> **Required task**
Locate each line in the listing that contains the string "flowering", and copy those lines.

(Point-based annotation data)
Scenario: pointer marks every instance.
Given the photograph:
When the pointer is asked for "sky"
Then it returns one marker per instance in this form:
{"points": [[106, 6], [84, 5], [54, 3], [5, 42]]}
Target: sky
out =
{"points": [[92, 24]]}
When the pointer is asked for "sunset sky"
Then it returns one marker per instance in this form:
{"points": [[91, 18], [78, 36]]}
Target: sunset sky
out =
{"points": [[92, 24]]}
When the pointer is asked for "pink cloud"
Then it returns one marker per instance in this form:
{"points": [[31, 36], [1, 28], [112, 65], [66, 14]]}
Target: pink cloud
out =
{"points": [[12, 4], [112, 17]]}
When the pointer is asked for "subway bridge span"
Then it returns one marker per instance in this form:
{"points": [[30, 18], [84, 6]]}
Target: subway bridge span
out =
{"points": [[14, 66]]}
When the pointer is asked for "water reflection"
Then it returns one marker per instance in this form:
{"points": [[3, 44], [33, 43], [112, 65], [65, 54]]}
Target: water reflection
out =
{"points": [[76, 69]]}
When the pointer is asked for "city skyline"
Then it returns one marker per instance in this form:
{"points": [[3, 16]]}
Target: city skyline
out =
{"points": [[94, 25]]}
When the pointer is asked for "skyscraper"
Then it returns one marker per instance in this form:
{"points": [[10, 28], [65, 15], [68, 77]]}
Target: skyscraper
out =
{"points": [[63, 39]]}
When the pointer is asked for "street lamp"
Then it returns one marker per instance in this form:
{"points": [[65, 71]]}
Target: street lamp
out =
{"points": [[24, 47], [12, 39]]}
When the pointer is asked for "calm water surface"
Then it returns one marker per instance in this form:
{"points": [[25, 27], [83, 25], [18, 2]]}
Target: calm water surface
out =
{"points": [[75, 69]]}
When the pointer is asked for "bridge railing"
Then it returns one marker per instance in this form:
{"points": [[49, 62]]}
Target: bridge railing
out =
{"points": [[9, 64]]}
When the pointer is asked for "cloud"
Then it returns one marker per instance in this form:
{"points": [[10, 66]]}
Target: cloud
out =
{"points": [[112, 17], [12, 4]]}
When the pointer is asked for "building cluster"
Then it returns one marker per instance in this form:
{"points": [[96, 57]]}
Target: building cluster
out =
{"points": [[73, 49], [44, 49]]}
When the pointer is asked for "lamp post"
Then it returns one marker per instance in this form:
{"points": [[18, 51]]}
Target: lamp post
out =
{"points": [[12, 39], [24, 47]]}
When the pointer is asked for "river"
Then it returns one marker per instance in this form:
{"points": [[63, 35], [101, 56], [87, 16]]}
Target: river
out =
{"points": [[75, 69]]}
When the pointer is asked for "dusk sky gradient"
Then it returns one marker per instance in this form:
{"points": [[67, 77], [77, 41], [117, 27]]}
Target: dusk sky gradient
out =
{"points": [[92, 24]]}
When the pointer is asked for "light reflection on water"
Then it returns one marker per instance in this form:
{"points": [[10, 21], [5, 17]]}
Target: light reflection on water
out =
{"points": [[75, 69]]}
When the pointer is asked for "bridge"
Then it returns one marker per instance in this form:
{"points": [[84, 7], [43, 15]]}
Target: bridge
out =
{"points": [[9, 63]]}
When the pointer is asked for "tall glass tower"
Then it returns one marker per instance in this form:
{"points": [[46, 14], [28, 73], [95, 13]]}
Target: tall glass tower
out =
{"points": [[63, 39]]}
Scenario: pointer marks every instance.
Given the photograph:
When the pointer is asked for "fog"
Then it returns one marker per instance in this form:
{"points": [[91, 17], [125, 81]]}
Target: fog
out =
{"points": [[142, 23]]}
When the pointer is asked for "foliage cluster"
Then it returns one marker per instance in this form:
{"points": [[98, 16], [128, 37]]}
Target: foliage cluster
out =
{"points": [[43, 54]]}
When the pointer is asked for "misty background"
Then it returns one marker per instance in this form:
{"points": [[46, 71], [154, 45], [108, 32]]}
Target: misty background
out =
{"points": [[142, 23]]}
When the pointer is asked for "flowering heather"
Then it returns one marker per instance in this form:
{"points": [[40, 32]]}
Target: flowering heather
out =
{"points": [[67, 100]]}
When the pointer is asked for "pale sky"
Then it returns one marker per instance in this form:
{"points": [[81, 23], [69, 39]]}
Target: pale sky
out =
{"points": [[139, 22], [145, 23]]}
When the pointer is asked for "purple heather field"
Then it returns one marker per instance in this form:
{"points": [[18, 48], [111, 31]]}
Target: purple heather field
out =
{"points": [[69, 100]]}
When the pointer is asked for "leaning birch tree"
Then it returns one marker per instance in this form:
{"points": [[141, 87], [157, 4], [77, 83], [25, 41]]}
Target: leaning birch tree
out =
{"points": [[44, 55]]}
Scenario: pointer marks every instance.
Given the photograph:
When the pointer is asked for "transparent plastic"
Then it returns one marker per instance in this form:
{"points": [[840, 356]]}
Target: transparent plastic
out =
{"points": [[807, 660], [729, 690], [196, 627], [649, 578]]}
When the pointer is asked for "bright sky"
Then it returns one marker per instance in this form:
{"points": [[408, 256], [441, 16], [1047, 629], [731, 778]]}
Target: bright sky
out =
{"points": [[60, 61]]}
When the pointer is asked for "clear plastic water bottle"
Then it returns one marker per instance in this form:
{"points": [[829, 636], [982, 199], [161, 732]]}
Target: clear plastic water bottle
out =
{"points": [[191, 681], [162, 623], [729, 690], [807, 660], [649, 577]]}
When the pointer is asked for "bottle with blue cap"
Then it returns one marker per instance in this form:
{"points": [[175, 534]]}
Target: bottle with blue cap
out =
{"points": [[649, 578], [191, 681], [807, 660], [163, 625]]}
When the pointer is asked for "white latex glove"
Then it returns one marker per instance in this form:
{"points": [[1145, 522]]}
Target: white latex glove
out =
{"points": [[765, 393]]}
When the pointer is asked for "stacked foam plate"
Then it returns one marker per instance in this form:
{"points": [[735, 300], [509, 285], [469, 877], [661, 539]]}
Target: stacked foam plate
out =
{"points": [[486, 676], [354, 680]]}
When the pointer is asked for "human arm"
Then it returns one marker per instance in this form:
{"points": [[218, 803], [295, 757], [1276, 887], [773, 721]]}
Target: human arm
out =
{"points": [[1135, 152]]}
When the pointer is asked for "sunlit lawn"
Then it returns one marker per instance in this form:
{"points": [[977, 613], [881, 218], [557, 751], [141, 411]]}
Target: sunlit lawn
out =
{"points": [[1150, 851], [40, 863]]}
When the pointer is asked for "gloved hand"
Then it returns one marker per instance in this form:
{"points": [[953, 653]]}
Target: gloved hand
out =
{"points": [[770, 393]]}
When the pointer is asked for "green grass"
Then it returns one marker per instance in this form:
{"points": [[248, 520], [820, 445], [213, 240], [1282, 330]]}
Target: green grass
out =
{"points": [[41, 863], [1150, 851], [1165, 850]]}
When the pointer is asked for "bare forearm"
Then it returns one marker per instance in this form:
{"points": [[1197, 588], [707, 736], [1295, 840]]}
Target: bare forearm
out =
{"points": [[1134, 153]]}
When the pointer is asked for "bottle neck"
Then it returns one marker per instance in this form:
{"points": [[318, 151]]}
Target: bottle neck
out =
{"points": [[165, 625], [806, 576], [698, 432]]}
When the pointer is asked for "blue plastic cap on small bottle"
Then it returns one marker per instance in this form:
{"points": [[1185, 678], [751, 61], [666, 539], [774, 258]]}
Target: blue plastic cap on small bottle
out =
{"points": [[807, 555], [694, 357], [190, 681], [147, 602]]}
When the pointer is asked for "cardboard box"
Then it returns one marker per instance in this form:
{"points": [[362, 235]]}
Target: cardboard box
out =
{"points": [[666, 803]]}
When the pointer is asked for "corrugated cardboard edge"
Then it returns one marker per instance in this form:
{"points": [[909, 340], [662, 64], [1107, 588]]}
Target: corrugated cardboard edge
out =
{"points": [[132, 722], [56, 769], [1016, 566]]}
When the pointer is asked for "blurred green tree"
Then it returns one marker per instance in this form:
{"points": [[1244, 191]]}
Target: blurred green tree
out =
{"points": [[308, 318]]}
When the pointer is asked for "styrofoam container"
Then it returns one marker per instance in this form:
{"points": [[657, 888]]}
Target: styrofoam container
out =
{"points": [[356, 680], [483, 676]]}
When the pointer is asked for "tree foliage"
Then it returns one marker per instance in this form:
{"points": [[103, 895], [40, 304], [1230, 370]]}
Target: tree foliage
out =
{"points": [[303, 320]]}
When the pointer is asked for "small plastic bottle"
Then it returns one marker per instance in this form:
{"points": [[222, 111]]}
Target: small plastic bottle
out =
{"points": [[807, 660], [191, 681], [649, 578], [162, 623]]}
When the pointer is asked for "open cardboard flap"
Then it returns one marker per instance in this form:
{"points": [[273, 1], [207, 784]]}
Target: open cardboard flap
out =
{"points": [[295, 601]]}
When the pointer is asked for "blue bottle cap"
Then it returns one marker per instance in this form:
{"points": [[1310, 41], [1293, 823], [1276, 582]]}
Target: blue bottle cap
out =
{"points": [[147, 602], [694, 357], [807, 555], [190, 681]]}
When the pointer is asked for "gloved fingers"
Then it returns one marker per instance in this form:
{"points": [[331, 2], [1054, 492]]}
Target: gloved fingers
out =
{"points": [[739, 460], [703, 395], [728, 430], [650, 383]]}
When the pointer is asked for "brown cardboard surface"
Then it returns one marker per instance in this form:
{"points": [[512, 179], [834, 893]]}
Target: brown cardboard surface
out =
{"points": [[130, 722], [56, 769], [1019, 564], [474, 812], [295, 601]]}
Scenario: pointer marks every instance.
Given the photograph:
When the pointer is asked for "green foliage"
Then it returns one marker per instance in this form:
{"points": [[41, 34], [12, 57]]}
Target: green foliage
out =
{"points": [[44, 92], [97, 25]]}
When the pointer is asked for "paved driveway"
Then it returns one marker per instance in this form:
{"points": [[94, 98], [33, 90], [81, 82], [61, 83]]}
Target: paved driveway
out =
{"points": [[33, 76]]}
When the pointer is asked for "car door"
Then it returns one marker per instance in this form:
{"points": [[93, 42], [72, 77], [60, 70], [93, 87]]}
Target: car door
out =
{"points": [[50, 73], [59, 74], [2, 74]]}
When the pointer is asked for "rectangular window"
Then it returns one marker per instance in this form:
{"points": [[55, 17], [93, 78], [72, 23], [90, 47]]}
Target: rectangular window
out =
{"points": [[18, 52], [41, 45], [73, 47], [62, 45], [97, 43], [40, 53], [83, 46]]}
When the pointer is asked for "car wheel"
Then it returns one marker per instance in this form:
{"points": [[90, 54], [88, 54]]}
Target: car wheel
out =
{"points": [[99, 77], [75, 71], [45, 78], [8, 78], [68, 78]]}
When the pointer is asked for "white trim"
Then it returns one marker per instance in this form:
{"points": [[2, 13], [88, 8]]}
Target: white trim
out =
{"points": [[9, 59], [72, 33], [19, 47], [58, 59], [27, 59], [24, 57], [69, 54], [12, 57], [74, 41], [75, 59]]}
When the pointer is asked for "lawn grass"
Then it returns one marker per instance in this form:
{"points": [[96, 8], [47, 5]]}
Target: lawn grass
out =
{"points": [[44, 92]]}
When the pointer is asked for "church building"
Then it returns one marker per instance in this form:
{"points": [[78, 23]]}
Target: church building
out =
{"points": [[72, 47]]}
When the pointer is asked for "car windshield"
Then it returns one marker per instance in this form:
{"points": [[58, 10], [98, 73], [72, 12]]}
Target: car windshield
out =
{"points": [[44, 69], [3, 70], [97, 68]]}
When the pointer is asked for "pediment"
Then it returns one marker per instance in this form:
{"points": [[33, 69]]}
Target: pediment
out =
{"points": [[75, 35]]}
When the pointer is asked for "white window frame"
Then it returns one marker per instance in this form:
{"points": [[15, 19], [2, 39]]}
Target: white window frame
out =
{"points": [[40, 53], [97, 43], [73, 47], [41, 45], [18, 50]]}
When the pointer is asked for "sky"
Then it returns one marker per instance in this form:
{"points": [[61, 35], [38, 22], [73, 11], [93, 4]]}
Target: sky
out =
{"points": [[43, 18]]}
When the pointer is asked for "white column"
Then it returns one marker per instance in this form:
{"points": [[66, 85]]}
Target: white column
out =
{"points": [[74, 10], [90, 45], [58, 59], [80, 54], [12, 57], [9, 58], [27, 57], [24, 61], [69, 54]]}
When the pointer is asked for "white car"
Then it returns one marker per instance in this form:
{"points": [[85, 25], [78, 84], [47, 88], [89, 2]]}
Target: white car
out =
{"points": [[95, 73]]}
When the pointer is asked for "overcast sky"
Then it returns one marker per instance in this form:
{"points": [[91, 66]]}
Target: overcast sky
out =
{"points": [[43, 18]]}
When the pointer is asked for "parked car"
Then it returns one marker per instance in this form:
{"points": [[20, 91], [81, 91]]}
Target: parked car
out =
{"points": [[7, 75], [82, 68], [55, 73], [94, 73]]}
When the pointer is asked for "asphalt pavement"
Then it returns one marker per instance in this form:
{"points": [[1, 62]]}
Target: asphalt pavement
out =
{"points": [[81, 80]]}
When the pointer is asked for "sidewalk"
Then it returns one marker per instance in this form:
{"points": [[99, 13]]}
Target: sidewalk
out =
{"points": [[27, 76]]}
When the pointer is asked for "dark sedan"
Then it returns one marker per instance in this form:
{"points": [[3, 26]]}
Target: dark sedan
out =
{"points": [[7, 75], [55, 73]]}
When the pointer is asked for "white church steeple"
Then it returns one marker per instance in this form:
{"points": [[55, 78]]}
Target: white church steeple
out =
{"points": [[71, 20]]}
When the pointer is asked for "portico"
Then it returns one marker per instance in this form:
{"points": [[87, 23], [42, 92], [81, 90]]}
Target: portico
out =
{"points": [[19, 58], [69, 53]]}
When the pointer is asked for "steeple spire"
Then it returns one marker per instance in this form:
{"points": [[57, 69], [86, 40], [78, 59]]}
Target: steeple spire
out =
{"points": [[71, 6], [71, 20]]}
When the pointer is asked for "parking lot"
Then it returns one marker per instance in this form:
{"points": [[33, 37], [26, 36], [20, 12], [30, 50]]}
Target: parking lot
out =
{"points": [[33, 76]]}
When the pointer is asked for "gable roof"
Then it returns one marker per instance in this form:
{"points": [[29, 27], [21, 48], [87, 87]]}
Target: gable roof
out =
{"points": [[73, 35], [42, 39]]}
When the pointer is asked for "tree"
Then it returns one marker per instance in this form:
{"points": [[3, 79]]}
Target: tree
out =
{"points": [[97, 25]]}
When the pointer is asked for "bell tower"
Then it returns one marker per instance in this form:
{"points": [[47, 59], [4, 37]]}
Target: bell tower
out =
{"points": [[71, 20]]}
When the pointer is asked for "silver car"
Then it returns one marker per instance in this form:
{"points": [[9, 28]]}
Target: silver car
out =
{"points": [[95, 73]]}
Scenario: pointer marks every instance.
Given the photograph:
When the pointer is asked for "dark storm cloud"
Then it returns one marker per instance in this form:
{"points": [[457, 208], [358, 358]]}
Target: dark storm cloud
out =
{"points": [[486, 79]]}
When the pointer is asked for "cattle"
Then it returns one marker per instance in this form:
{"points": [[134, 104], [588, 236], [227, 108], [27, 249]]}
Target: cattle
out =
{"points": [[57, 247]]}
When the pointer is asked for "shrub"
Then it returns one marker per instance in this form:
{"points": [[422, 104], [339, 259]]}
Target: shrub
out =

> **Answer to this exercise**
When the pointer is asked for "flowering heather"
Target: flowering heather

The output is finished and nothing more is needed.